[Istruzioni]
Indichi se ciascuna delle seguenti affermazioni concorda con il brano sulla memoria, rispondendo sì o no e citando testualmente le parole del brano che lo stabiliscono.
1. Per modificare un ricordo bisogna intervenire entro circa sei ore.
2. Nel filmato il terrorista minacciava lo steward con una pistola.
3. Il file audio riferiva di un'operazione antidroga.

[Brano da esaminare]
-=-=-

Secondo i due scienziati, la memoria può essere contaminata semplicemente aggiungendo nuove e diverse informazioni sul fatto. Due sono i punti chiave. Il primo è la tempistica: per alterare il ricordo è indispensabile agire entro una finestra di circa sei ore, dopo le quali questo viene stabilizzato. Secondo punto: l’attinenza. La nuova informazione deve essere in qualche modo legata alla prima. Per spiegarci meglio, vediamo un esempio riportato dai due ricercatori. Ad alcune persone è stato chiesto di visionare un filmato in cui un terrorista cercava di dirottare un aereo minacciando lo steward con l’ago di una siringa. Successivamente ai testimoni sono stati formulate alcune domande relative all’episodio per verificare l’attendibilità dei loro ricordi. Ad un gruppo di loro, entro le ore successive, è stato fatto ascoltare un file audio in cui lo speaker dava notizia di un fatto simile relativo ad una operazione antidroga nel quale però il terrorista aveva usato una pistola elettrica al posto dell’ago.

-=-=-

Dati raccolti:
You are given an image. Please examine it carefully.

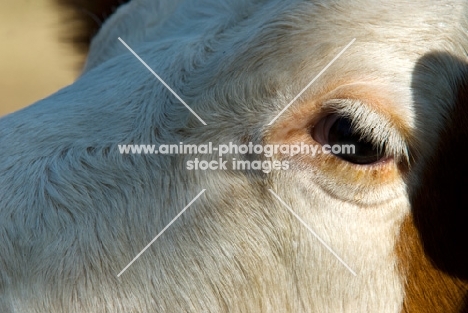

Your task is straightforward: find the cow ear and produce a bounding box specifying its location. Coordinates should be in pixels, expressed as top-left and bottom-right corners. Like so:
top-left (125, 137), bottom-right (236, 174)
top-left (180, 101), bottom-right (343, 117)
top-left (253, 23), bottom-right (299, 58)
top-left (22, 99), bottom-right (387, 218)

top-left (412, 55), bottom-right (468, 279)
top-left (396, 53), bottom-right (468, 313)
top-left (55, 0), bottom-right (129, 54)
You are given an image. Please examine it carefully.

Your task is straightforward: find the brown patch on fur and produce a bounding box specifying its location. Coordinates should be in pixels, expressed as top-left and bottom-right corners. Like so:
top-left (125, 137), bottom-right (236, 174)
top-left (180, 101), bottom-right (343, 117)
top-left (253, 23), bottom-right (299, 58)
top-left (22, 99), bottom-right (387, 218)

top-left (396, 53), bottom-right (468, 313)
top-left (54, 0), bottom-right (130, 53)
top-left (396, 217), bottom-right (468, 313)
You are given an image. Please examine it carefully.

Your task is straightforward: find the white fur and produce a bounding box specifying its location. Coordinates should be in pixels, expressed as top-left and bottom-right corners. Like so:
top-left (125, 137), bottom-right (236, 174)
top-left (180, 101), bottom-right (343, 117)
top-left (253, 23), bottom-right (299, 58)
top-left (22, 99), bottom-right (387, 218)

top-left (0, 0), bottom-right (468, 313)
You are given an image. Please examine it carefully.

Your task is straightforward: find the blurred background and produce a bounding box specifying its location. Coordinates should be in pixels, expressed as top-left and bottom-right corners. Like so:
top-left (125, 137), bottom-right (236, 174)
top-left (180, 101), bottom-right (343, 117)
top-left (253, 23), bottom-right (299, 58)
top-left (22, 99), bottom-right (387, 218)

top-left (0, 0), bottom-right (84, 116)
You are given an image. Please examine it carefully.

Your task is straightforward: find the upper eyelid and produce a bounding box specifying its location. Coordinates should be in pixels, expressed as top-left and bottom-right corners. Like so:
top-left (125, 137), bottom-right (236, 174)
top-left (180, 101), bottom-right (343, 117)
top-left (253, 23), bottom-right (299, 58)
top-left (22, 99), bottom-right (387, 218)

top-left (321, 98), bottom-right (409, 161)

-=-=-

[Soluzione]
1. Sì: «per alterare il ricordo è indispensabile agire entro una finestra di circa sei ore»
2. No: «minacciando lo steward con l’ago di una siringa»
3. Sì: «dava notizia di un fatto simile relativo ad una operazione antidroga»